GIVEN PROBLEM 1 — Reproduce the passage of the abstract on mobile image recognition between "For empirical validation, a" and "target hardware platform.", inclusive.

** start READING PASSAGE **

Master's student, School of Information Technology and Engineering, Kazakh-British Technical University, Kazakhstan, Almaty
EFFICIENT IMAGE RECOGNITION ON MOBILE DEVICES: ALGORITHMS, CHALLENGES AND SOLUTIONS
УДК 004.6
ABSTRACT
The increasing popularity of intelligent mobile applications resulted in a high demand for image recognition capabilities in mobile devices. Nevertheless, integrating sophisticated computer vision architectures into mobile platforms continues to pose substantial engineering challenges, primarily attributed to limited computational capacity, power consumption constraints, and the stringent demands of real-time operation. This work presents a systematic comparative study of contemporary image recognition methodologies adapted for mobile deployment. The investigation encompasses lightweight convolutional neural network (CNN) architectures - notably MobileNet and EfficientNet family models - in conjunction with established model compression strategies, including quantization and weight pruning. Hardware-aware optimization techniques exploiting mobile graphics processing units (GPUs) and dedicated neural processing units (NPUs) are further examined.
For empirical validation, a proof-of-concept mobile application was implemented and evaluated across a heterogeneous set of devices representing diverse hardware configurations. Performance characterization was conducted along three principal dimensions: inference latency, classification accuracy, and energy consumption. The experimental outcomes indicate that applying model optimization strategies yields latency and energy reductions in the range of 40–60%, while incurring only marginal accuracy loss of approximately 1–3%, with variation subject to the specific model architecture and target hardware platform.
АННОТАЦИЯ
Стремительное распространение интеллектуальных мобильных приложений существенно усилило потребность в системах распознавания изображений, функционирующих непосредственно на устройстве. Тем не менее интеграция сложных архитектур компьютерного зрения в мобильные платформы по-прежнему представляет значительные инженерные трудности, обусловленные прежде всего ограниченной вычислительной мощностью, ограничениями энергопотребления, а также жёсткими требованиями к работе в режиме реального времени.
В данной работе представлено систематическое сравнительное исследование современных методов распознавания изображений, адаптированных для развёртывания на мобильных устройствах. В рамках исследования рассматриваются облегчённые архитектуры свёрточных нейронных сетей (СНС) - в частности, модели семейств MobileNet и EfficientNet - в совокупности с апробированными методами компрессии моделей, включая квантование и прореживание весов. Дополнительно анализируются аппаратно-ориентированные методы оптимизации, использующие мобильные графические процессоры (GPU) и специализированные нейронные процессоры (NPU).

** end READING PASSAGE **
** start DATASET CONTENT **

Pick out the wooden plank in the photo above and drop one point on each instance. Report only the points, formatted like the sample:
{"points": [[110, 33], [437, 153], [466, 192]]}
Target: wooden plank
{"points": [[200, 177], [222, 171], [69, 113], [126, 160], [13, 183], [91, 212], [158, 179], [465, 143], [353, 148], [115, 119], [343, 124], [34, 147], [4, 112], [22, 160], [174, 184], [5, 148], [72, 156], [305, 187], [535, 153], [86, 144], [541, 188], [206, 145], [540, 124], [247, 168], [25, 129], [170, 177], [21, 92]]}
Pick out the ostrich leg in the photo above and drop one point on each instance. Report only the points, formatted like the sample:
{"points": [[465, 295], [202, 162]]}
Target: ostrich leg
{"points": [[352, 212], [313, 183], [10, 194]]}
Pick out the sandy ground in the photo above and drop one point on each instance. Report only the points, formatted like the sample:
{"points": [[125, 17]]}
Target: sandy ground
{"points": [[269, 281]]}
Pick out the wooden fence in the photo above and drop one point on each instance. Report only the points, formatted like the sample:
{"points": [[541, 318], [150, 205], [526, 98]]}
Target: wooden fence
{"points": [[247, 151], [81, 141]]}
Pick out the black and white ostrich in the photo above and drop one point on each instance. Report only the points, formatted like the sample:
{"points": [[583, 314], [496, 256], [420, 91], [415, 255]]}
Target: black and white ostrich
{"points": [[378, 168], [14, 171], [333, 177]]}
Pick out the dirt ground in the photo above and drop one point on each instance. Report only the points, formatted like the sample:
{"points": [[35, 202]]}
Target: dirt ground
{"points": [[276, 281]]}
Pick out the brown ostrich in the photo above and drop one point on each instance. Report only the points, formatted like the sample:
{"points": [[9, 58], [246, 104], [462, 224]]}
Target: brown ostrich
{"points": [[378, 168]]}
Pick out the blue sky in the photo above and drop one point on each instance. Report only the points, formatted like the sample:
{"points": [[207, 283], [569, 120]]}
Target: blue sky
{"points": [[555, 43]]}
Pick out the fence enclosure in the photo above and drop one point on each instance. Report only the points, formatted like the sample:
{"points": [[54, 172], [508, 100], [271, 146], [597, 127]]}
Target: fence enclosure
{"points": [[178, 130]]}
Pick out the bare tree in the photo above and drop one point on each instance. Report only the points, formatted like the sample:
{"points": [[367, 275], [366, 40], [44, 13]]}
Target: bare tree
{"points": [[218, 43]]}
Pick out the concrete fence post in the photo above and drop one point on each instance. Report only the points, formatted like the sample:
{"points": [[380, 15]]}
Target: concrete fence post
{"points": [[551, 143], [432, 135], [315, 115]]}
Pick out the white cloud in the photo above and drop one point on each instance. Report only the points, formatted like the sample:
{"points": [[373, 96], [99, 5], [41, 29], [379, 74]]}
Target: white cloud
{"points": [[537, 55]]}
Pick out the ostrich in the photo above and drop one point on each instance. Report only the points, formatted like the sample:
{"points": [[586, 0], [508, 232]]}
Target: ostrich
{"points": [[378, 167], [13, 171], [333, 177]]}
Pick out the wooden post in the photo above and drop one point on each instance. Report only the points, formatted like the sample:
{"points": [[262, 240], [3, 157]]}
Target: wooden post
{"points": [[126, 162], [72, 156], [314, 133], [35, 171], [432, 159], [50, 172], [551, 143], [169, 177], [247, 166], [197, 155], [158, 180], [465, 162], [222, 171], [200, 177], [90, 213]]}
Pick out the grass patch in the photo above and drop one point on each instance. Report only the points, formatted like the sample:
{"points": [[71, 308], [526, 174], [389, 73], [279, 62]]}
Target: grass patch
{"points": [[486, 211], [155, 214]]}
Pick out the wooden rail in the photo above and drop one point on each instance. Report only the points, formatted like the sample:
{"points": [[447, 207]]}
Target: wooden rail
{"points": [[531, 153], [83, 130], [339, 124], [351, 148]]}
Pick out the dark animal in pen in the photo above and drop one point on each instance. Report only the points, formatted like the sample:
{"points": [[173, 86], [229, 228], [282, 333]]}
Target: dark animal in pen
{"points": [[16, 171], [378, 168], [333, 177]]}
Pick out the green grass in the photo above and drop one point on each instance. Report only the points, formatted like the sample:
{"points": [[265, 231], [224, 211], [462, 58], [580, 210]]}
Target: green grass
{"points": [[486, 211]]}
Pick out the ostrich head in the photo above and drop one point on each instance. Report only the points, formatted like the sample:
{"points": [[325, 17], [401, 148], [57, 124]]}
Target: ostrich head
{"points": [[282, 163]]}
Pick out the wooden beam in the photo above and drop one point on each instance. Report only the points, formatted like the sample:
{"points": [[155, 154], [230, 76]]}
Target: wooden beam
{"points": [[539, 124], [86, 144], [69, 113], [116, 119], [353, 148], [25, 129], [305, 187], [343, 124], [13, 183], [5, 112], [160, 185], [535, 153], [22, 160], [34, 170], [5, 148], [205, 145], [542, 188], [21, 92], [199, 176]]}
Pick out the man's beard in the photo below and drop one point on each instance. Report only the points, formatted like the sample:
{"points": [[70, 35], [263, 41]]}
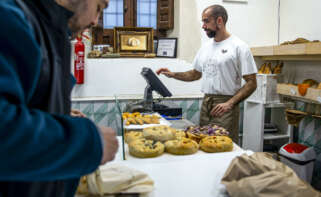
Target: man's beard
{"points": [[211, 33]]}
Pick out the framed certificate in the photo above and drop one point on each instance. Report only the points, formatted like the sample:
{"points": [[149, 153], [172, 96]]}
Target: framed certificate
{"points": [[167, 47]]}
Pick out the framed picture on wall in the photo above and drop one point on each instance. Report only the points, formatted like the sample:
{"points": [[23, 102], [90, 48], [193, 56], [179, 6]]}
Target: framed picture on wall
{"points": [[166, 47], [133, 41]]}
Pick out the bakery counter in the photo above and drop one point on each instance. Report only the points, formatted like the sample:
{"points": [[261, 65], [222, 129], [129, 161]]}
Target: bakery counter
{"points": [[186, 175], [193, 175]]}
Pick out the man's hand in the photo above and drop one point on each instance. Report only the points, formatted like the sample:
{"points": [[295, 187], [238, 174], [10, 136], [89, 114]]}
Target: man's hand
{"points": [[110, 144], [77, 113], [220, 109], [165, 72]]}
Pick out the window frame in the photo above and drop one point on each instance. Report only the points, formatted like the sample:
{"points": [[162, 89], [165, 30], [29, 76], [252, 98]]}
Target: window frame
{"points": [[165, 21]]}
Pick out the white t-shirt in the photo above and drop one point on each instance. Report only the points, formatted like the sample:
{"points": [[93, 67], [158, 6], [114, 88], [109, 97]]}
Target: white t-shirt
{"points": [[223, 64]]}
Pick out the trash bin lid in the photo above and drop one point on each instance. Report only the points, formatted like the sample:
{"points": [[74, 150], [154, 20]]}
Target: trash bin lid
{"points": [[298, 152]]}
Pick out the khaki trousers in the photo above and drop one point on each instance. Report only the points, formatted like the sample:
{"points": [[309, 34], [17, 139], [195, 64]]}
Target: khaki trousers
{"points": [[229, 120]]}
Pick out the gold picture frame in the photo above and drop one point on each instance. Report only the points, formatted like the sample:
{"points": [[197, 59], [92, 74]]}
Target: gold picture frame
{"points": [[133, 41]]}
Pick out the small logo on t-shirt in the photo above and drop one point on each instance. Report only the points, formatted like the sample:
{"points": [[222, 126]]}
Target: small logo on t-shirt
{"points": [[224, 50]]}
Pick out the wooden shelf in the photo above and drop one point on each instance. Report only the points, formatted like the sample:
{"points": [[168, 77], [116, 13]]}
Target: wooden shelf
{"points": [[307, 51], [313, 95]]}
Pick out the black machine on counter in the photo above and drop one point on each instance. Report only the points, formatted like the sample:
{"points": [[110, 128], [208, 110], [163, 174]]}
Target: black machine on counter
{"points": [[148, 104]]}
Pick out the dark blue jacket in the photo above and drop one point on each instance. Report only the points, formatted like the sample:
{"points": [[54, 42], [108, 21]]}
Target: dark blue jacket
{"points": [[36, 145]]}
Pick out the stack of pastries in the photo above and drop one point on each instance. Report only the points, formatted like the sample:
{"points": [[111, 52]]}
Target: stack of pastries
{"points": [[154, 141]]}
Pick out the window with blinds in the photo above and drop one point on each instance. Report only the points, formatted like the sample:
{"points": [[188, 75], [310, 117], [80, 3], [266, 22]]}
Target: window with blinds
{"points": [[147, 13], [114, 14]]}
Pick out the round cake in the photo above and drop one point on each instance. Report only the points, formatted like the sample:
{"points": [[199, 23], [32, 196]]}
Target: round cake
{"points": [[214, 144], [159, 133], [132, 135], [183, 146], [197, 132], [144, 148], [180, 134]]}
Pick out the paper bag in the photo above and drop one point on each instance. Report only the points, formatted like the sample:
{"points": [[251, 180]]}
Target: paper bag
{"points": [[114, 179], [260, 175]]}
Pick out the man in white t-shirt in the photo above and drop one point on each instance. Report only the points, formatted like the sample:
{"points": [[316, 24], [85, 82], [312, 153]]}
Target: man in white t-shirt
{"points": [[221, 63]]}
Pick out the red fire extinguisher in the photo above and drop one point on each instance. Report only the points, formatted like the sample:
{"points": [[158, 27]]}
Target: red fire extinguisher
{"points": [[79, 64]]}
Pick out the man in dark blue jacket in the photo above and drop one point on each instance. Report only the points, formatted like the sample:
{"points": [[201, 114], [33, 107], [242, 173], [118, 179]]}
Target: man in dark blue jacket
{"points": [[43, 150]]}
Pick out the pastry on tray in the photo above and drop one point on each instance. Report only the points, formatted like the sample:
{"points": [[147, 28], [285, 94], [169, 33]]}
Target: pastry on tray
{"points": [[159, 133], [182, 146], [214, 144], [140, 119], [197, 132], [179, 134], [144, 148], [132, 135]]}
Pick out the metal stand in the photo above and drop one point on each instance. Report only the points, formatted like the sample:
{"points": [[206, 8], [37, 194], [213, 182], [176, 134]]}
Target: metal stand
{"points": [[253, 125]]}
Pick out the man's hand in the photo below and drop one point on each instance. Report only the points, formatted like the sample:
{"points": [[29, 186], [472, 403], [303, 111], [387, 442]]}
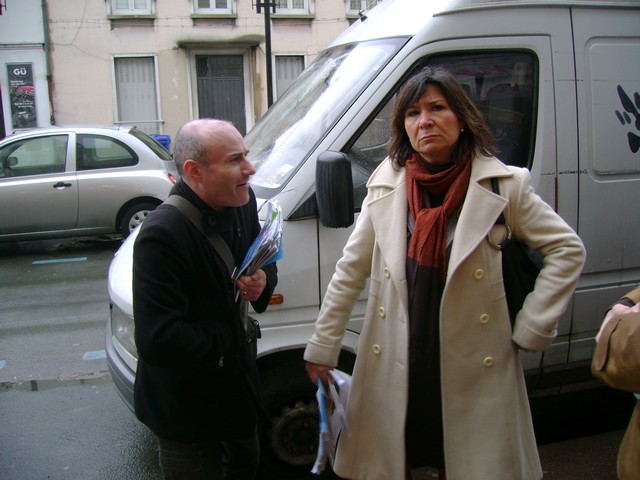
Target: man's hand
{"points": [[251, 286]]}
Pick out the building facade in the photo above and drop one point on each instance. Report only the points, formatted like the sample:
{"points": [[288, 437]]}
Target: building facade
{"points": [[157, 63]]}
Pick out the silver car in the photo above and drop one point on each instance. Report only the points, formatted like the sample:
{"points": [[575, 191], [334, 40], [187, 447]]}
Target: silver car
{"points": [[80, 181]]}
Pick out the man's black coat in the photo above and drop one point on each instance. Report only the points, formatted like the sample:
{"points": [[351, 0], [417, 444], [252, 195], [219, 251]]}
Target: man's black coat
{"points": [[196, 380]]}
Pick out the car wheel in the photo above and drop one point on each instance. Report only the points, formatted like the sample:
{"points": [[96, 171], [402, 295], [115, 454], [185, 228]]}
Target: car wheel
{"points": [[134, 217]]}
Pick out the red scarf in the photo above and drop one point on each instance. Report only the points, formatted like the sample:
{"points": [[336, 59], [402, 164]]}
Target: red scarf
{"points": [[428, 242]]}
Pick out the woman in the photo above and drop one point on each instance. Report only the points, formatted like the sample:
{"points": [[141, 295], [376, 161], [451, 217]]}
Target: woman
{"points": [[437, 351]]}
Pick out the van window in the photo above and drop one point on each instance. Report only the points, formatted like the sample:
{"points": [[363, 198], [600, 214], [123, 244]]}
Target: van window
{"points": [[502, 84]]}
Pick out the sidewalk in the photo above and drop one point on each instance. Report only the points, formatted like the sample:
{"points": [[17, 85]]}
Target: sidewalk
{"points": [[586, 458]]}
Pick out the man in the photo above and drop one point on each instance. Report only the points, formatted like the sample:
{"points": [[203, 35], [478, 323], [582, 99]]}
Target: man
{"points": [[196, 383]]}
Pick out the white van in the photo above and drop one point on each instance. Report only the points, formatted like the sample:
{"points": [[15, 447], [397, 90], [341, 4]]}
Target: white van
{"points": [[558, 81]]}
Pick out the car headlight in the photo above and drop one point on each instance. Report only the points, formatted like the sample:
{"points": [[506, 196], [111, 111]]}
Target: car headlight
{"points": [[122, 329]]}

** end DATASET CONTENT **

GIVEN PROBLEM 2 — Present the lines of the records from their very first line through the line containing "Target: wooden plank", inclusive, as a numbered list, omitting any blank lines.

COMPLETE OUTPUT 1 —
For empirical validation, a proof-of-concept mobile application was implemented and evaluated across a heterogeneous set of devices representing diverse hardware configurations. Performance characterization was conducted along three principal dimensions: inference latency, classification accuracy, and energy consumption. The experimental outcomes indicate that applying model optimization strategies yields latency and energy reductions in the range of 40–60%, while incurring only marginal accuracy loss of approximately 1–3%, with variation subject to the specific model architecture and target hardware platform.

COMPLETE OUTPUT 2 —
1. Pick out the wooden plank in the photo above and drop one point on each instance. Report only the points, formatted like the sample:
2. {"points": [[110, 33], [437, 153], [466, 192]]}
3. Target: wooden plank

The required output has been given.